= Text =
+++++

The Hempels say they bought cyclodextrin, which is an ingredient in household products like Febreze and used in the formulation of some drugs to make them useful in the body, from a distributor.  At first, they gave the girls cyclodextrin dissolved in water in their sippy cups. Later, the Hempels sought FDA permission to give the girls weekly IV infusions of the compound, then intrathecal injections through spinal taps every two weeks, then infusions through catheters that gave direct access to the brain. They convinced Johnson & Johnson to share safety research on cyclodextrin, which the company used in an antifungal medicine, and developed treatment protocols with the girls’ doctor, collecting safety data all the while.

As researchers associated with the National Center for Advancing Translational Sciences, a division of the NIH, began clinical trials of cyclodextrin in children with Niemann-Pick Type C, the Hempel’s lawsuit says they asked to reference data on the Hempel twins’ treatment, which their parents and doctor allowed. That data is at the center of the lawsuit. The Hempels allege that the data was provided to a doctor treating a patient in the NIH trial for one-time use, but instead was used to inform Vtesse’s clinical trials. The Hempels say they had intended to create a non-profit to develop cyclodextrin, and that they had conversations with Cydan, a biotech incubator, to do so. But they allege that Cydan instead used that information to help start Vtesse.

It doesn’t appear that the Hempels possessed any patents protecting this use of cyclodextrin. They are alleging breach of contract. They also appear to have had data from only their daughters, although this included information on how best to dose cyclodextrin, including how to inject the drug directly into the spinal column. Caroline Hastings, the doctor at UCSF Benioff Children’s Hospital who treated the Hempel twins, is not a party to the lawsuit and says she has no financial relationship with the Hempels or the company they were trying to form. But she says she found the way data she shared was used to be irregular.

“I have to say we all feel pretty shafted by what happened,” Hastings says. “And it’s divided the patient community. With rare diseases, you want people to come together. It’s been divisive having multiple groups.” She later added: “I’ve never personally had an experience like this in my 25 years of doing clinical trials.”

The press release announcing the Sucampo-Mallinckrodt deal says they expect to file a new drug application for VTS-270 in 2018 for anticipated approval in 2019. Its estimated peak net sales are greater than $150 million. Approval of the drug for a rare pediatric disease would also award Mallinckrodt a priority review voucher, which it could use for a drug application of its own or sell.

+++++

= Extracted records =
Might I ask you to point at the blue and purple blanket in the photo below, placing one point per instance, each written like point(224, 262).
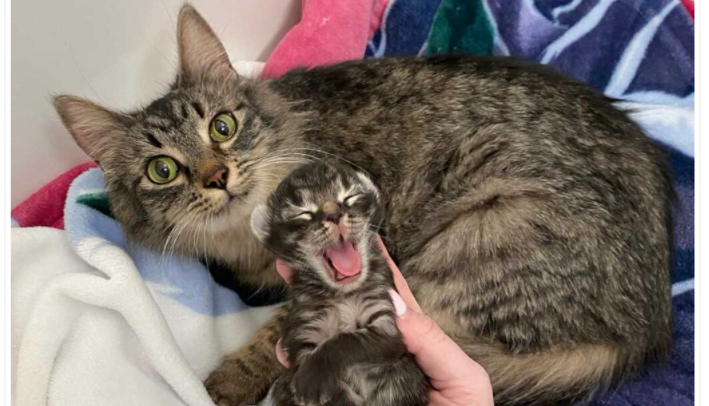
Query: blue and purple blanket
point(638, 51)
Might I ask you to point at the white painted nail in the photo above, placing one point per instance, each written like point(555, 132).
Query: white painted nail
point(399, 304)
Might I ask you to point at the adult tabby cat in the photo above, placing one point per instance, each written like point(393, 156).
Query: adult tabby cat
point(529, 216)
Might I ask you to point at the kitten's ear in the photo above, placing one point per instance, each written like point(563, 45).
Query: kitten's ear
point(201, 52)
point(91, 125)
point(259, 222)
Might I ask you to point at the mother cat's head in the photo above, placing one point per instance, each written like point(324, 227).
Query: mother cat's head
point(198, 159)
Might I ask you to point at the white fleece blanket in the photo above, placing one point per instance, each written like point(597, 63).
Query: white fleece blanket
point(97, 321)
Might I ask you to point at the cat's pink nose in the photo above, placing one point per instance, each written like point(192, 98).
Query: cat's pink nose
point(217, 178)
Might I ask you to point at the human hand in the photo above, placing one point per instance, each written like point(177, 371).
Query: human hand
point(456, 379)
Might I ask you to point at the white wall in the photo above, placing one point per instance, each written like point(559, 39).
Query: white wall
point(119, 52)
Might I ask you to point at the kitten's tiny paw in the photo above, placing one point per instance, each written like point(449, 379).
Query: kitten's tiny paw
point(227, 387)
point(313, 385)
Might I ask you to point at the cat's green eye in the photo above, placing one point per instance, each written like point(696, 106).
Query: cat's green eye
point(162, 169)
point(223, 127)
point(350, 200)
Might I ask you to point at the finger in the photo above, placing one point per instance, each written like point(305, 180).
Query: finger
point(440, 358)
point(284, 270)
point(281, 354)
point(401, 285)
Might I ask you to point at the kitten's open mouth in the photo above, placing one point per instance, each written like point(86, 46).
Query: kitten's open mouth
point(343, 262)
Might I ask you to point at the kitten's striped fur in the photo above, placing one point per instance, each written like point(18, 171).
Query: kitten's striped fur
point(342, 340)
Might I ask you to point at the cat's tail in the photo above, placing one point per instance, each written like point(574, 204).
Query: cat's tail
point(555, 375)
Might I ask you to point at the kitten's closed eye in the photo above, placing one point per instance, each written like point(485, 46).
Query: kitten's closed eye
point(306, 215)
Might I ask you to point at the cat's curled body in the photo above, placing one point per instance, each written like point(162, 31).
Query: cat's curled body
point(340, 332)
point(529, 215)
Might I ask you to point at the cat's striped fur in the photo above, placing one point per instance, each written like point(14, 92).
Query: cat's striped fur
point(529, 216)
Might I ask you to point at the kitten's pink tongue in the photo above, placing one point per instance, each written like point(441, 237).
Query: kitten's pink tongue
point(345, 259)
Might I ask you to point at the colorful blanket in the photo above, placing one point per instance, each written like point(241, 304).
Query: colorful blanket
point(637, 51)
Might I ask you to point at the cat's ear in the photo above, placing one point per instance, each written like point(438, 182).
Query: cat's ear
point(259, 222)
point(92, 126)
point(201, 52)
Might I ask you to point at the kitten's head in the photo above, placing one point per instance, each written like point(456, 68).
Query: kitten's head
point(198, 159)
point(322, 219)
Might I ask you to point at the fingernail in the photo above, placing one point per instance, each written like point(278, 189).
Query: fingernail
point(399, 304)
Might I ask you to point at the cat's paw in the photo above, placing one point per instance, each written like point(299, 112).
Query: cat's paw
point(314, 385)
point(229, 387)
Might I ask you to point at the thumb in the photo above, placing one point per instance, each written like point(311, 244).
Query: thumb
point(440, 358)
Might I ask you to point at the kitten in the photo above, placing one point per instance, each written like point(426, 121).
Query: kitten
point(529, 216)
point(340, 333)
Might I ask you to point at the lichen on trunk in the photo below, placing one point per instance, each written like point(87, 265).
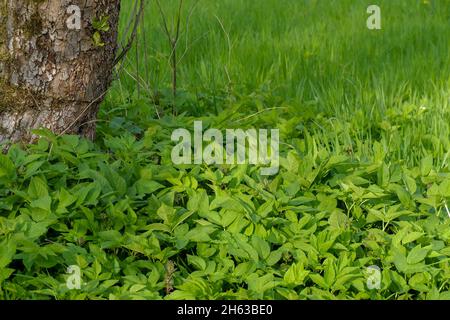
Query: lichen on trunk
point(51, 75)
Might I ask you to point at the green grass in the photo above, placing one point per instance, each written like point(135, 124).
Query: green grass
point(364, 179)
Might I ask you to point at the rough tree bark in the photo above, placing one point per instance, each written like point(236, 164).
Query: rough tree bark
point(51, 74)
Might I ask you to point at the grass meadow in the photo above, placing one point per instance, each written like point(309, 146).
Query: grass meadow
point(358, 210)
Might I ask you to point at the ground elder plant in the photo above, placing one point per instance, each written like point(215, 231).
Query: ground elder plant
point(359, 208)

+++++

= Explore the material =
a: Translate this sentence from the article on the Hempel lawsuit into Spanish: "It doesn't appear that the Hempels possessed any patents protecting this use of cyclodextrin."
b: According to the article on the Hempel lawsuit, in what year is a new drug application for VTS-270 expected to be filed?
c: Please continue the article on the Hempel lawsuit past its last sentence.
The listing was drawn from a different source than the article on the Hempel lawsuit.

= Task answers =
a: No parece que los Hempel poseyeran ninguna patente que protegiera este uso de la ciclodextrina.

b: 2018

c:
The Hempels say their plan was to direct half of the profits from commercializing cyclodextrin into more research on treatments for Niemann-Pick Type C and to help families affected by the disease. In the lawsuit they express concern about losing control of future cyclodextrin research and the drug’s price.

“In short,” the Hempels allege in the lawsuit, “Cydan, Vtesse, and Sucampo had not only misappropriated the Hempels’ Confidential Information and trade secrets, but also the [Niemann-Pick Type C] community’s autonomy.”

“While we cannot comment on active litigation, we will defend our position vigorously,” Peter Greenleaf, Sucampo’s Chairman and CEO, said in a statement. “We are pleased that Sucampo has been able to play an active role in advancing the science around this potential treatment for Niemann-Pick Disease Type C with the scientific rigor that a clinical trial demands – all in efforts to benefit the patients and families living with this devastating, fatal disease for which there is no approved therapy in the U.S.”

“We cannot provide specific comment on ongoing litigation, but believe their claims are without merit and plan to vigorously defend ourselves,” Cydan said in a statement. “Cydan is committed to improving the lives of patients living with rare monogenetic diseases, such as NPC. We are pleased we were able to play a role in advancing VTS- 270, a potentially meaningful new treatment for patients and families living with this devastating, fatal disease, for which there are no currently approved treatment options in the U.S.”